Exercise data:
○ ○ ○ ○ ○
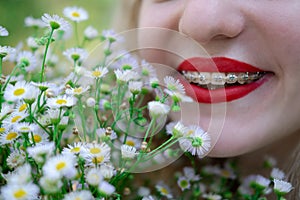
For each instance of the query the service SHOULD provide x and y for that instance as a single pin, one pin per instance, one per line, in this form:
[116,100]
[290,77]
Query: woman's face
[258,37]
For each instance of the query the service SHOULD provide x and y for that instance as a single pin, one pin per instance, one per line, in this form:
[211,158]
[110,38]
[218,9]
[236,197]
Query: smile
[217,80]
[220,79]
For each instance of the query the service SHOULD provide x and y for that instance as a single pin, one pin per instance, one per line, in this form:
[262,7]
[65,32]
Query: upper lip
[216,64]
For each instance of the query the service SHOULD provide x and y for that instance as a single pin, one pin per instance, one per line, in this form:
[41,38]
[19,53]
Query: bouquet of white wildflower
[83,135]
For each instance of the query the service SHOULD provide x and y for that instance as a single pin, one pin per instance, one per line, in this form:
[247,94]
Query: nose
[207,20]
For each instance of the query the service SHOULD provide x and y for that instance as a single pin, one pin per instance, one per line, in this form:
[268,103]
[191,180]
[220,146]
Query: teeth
[216,79]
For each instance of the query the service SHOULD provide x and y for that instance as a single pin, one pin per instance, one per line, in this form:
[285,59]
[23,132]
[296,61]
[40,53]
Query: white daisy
[26,127]
[157,109]
[164,190]
[55,22]
[6,50]
[270,161]
[18,91]
[60,166]
[77,90]
[189,172]
[42,152]
[277,174]
[135,87]
[14,118]
[21,107]
[93,176]
[179,130]
[154,82]
[76,54]
[21,175]
[61,101]
[3,31]
[174,84]
[127,63]
[27,60]
[210,196]
[15,159]
[90,102]
[33,22]
[79,195]
[103,135]
[6,110]
[76,14]
[131,141]
[128,152]
[106,188]
[90,33]
[197,143]
[282,187]
[99,72]
[9,137]
[260,182]
[20,192]
[76,148]
[104,105]
[184,183]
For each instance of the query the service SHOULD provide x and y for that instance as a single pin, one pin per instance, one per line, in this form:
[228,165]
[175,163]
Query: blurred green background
[13,13]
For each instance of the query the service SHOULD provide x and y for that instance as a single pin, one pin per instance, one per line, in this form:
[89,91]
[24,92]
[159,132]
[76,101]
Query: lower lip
[226,94]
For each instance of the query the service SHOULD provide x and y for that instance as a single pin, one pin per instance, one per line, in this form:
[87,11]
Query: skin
[265,34]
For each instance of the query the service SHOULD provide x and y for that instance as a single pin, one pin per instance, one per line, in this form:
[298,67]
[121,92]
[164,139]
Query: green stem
[149,127]
[76,33]
[1,59]
[45,55]
[11,75]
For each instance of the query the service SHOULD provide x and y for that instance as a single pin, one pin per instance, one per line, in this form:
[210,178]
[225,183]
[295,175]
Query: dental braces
[218,78]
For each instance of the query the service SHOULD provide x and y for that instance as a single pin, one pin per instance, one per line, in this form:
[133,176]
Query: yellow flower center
[98,159]
[25,128]
[225,173]
[75,14]
[22,107]
[61,101]
[95,150]
[130,143]
[15,119]
[20,193]
[96,73]
[11,136]
[19,91]
[190,132]
[75,150]
[37,138]
[60,166]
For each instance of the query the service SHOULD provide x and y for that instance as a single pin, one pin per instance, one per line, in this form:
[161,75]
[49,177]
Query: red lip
[219,64]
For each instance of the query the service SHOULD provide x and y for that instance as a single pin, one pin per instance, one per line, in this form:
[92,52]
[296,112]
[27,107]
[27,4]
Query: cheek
[164,15]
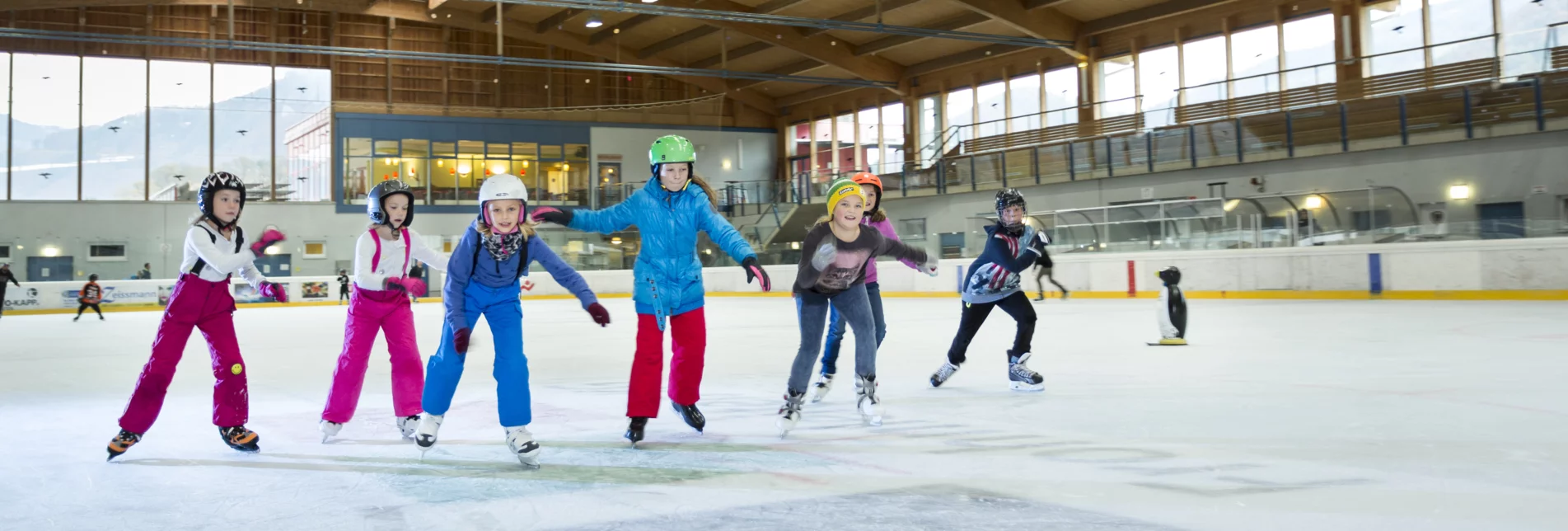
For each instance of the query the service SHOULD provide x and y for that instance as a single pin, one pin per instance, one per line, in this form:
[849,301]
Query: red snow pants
[689,341]
[369,312]
[194,303]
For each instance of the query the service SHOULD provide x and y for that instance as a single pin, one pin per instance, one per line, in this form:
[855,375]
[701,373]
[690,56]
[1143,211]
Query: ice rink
[1281,415]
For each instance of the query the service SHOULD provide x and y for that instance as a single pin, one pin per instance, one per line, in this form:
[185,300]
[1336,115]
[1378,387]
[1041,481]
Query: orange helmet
[873,180]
○ ○ ○ ○ ○
Task directions: Output each record above word for word, leaving out images.

Answer to this task:
For each instance of the query the service SHOULD provide x and y for that instance as a single pin, one pin per instance, one per line, in this form:
[116,100]
[290,77]
Query: woman's face
[258,37]
For each instance of the query the service SHOULD provide x and y for that instance as a single pin, one pin per instance, one per line, in this form:
[211,158]
[110,38]
[218,9]
[236,197]
Query: smile
[217,80]
[220,79]
For each instance of the query the service SHOULD provide x and y for that instance as a single pin, one pin per instance, one per line, in this form:
[262,7]
[65,32]
Query: upper lip
[216,64]
For each instance of the query the service SHOULD provide x and y for that instance as a single pin, one pin per instance, one per line, in this form:
[41,38]
[19,53]
Query: bouquet of white wildflower
[83,135]
For each instance of the query the service SHOULD provide x and y for that instance as a single pin, one pin per instance, one per line, in this form:
[247,94]
Query: nose
[207,20]
For each instance of the query the service SHOULD provide x and y for that instance as a single pin, one pin per instance, one per line, in this form:
[268,103]
[191,180]
[220,146]
Query: teeth
[216,79]
For each instance of the query the service SHOULD provide x and y for that instance as a single pin, one pin per instance, one per line, in this form:
[285,59]
[23,132]
[296,61]
[40,53]
Query: white daisy
[26,127]
[157,109]
[164,190]
[55,22]
[6,50]
[270,161]
[18,91]
[60,166]
[77,90]
[189,172]
[42,152]
[277,174]
[135,87]
[14,118]
[21,107]
[93,176]
[179,130]
[154,82]
[76,54]
[21,175]
[61,101]
[3,31]
[174,84]
[127,63]
[27,60]
[210,196]
[15,159]
[90,102]
[33,22]
[79,195]
[103,135]
[6,110]
[76,14]
[131,141]
[128,152]
[106,188]
[90,33]
[197,143]
[282,187]
[99,72]
[9,137]
[260,182]
[20,192]
[76,148]
[104,105]
[184,183]
For each instance of the query the service SHOULD provide x and y for that instance as a single pin, one pin per instance, one per line, in this form:
[228,165]
[175,163]
Query: blurred green background
[13,13]
For each instance of the query the service SHOULD provide x and y for that instance as a single pin, one pin per instance, one per line, in this form:
[89,91]
[24,92]
[159,132]
[76,101]
Query: lower lip
[226,94]
For each instance of the query the service SHOULD provide x and y for that instance as a single pin, one pin per instance, one per line, in this form:
[87,11]
Query: skin
[265,34]
For each instance of the query the service SHOULD provide x and y for that instance as a single pin, one pin per instance, one per line, in this form:
[298,67]
[121,92]
[164,139]
Query: green stem
[149,127]
[76,33]
[1,59]
[45,55]
[11,75]
For each instance of the query the service SHOULD provide x and y for that instance as a single pin, one pin per instance, one per line, in this form:
[210,178]
[225,183]
[295,175]
Query: dental braces
[218,78]
For each instance of the query the service SHOULD provide x and y for that instance as a single pin, one pin per instance, one per line, in this form:
[133,176]
Query: yellow flower center
[98,159]
[25,128]
[225,173]
[75,14]
[22,107]
[61,101]
[95,150]
[130,143]
[15,119]
[20,193]
[96,73]
[11,136]
[19,91]
[190,132]
[75,150]
[37,138]
[60,166]
For each instance of the query the service SHOULD provide x and y for that instance as a single pin, one pin per instance, one per line, in this form:
[161,75]
[49,177]
Query: red lip
[219,64]
For each instance of the query the service SHOULD provide x and y for that instance as a single pin, one pin per instance, one per line, in this form:
[92,52]
[296,112]
[27,107]
[27,4]
Query: cheek
[164,15]
For each instance of the query the service SHOULD provide x and y for that instance as a single pin, one pin per instance, one per line, in this form:
[849,301]
Query: red snow pants
[689,341]
[369,312]
[194,303]
For each instance of the query the service SHOULD provide x and y for that instance as a single pin, one pin per instance, one per line, in this form:
[855,375]
[701,373]
[690,56]
[1143,211]
Query: ice rink
[1281,415]
For each instance of the query the service SHOULD provide x and y for that instance as a single pin, one pin per instance, one per line, in this form:
[185,300]
[1336,115]
[1378,387]
[1041,481]
Query: orange helmet
[873,180]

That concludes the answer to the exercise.